> [TEXT PROVIDED]

= = = = = = =

Not that the rest of the characters are a whole lot better, but at least only one of them is an unnecessary Nazi (seriously, the Spirit himself has a cell phone so we’re not set in the 1940s). Sadly, she’s also the most lacklustre character of the bunch, and that’s saying something. My theory is that Scarlett Johansson signed on, then read the script and hoped she was missing something and by the time she realized she wasn’t it was too late to back out. It’s the only way I can explain her performance. I usually quite like her, but from her first lines it was pretty clear to me she was done with this movie. I’ve seen more interested reads done in high school English classes. She gets a couple of lines near the end that hint at the parody her character might have been trying to portray, but if a movie has to have a character flat out say that she’s a parody? The parody has failed.

The rest of the movie is just plain messy. It’s got this plot with the Spirit’s backstory and the Octopus being his nemesis and neither of them can die. But it’s also got some backstory from when the Spirit was a kid and not the Spirit yet and he had this girlfriend, Sand Saref, who ended up turning to crime. And now she’s stolen a crate with a vase full of blood in it instead of a crate full of some sort of treasure we never really find out too much about. The Octopus wants the vase full of blood and while one would think they’d arrange a trade right quick one would be wrong. Instead they faff about for an hour or so. The Octopus makes his hideous foot clone and Sand kills some people for kicks and the Spirit tries to track them down and his faithful doctor girlfriend waits for him to get carted into the hospital. And her father’s the police commissioner and he works with the Spirit, who used to be a cop before he died, but he doesn’t like his lone wolf techniques. And there’s a rookie who wishes she was Paget Brewster and a siren who’s actually death, I think, who tries to seduce the Spirit into dying whenever he gets close to death.

= = = = = = =

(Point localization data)
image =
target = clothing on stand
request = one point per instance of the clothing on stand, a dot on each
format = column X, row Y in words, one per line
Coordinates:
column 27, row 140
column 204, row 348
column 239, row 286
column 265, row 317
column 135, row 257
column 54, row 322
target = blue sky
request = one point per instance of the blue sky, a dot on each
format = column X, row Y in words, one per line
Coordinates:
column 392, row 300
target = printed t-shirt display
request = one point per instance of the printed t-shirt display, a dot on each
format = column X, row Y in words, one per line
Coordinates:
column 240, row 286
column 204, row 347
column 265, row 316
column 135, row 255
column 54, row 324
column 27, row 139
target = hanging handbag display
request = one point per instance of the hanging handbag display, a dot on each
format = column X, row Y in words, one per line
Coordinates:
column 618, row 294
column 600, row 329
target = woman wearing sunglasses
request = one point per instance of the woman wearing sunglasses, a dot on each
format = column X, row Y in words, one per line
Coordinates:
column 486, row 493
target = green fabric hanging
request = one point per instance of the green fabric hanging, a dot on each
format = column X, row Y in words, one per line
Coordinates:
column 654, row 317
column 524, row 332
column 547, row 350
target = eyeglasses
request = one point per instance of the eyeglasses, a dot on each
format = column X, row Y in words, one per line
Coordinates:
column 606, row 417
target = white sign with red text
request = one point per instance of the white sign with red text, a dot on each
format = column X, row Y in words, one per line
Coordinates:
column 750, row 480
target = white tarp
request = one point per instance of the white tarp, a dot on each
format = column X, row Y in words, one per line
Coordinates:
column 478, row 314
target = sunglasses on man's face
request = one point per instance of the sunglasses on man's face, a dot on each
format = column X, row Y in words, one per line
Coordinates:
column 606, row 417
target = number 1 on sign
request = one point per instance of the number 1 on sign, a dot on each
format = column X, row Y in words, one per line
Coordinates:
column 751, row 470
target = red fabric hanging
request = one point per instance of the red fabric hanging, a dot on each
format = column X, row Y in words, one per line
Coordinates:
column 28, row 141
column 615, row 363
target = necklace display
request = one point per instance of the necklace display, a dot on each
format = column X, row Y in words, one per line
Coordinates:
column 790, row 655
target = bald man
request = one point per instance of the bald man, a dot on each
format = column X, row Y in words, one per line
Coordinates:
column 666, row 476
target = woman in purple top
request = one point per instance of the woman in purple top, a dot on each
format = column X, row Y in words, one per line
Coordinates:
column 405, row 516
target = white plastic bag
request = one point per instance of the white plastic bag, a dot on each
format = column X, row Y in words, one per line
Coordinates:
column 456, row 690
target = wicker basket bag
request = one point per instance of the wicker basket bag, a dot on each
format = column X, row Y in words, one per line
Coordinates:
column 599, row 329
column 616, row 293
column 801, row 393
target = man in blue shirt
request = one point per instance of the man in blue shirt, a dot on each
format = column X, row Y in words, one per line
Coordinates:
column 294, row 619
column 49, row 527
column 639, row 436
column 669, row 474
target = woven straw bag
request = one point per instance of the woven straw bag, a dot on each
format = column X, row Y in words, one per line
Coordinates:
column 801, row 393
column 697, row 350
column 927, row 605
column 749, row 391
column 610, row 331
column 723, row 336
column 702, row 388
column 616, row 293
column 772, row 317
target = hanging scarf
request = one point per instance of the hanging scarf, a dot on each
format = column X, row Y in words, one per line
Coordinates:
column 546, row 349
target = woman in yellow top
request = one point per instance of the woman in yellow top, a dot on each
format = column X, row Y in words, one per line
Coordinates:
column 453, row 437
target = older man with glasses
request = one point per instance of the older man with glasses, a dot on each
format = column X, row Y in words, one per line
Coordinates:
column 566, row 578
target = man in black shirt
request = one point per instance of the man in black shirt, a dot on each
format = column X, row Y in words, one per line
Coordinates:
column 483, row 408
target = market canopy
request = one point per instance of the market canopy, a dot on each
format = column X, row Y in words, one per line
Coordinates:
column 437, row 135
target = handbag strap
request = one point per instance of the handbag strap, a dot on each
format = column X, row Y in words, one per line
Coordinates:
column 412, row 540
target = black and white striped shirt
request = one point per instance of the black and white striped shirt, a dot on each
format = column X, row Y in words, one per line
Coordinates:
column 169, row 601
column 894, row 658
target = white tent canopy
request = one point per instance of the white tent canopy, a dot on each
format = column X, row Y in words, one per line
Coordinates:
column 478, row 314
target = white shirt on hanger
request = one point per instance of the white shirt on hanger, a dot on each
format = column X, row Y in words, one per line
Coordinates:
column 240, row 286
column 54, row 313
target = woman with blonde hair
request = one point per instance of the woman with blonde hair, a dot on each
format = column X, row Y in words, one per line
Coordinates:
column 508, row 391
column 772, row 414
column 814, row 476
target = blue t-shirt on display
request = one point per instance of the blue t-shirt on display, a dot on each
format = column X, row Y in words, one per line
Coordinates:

= = = = = = =

> [WHAT THIS EXERCISE ASKS]
1 – In the movie review, what is the name of the Spirit's childhood girlfriend who turned to crime?
2 – Continue the movie review after its last sentence.
The point localization lines have no role in this.

> [WRITTEN ANSWERS]
1 – Sand Saref.

2 –
It’s not that it’s hard to follow! This is not a complicated movie. It’s just messily put together. Oh, visually it’s quite pretty, with the not quite black and white visuals with little hints and pops of color. Unfortunately it’s not handled as well as the other two black/white/bit-of-color movies I can think of, namely Sin City and Pleasantville. The former was stark, keeping the color to splashes and highlights. Red sneakers here, blue eyes there, yellow bastard in the corner. The latter used some more subtle and realistic shades, washing them in over skin and the pages of books and the leaves of trees. This movie hits somewhere in the middle. The Spirit’s tie is bright red, but the Octopus’ gloves have dark burgundy accents that barely read. It diminishes the whole effect and while the movie is pretty, it could have been so much more visually arresting.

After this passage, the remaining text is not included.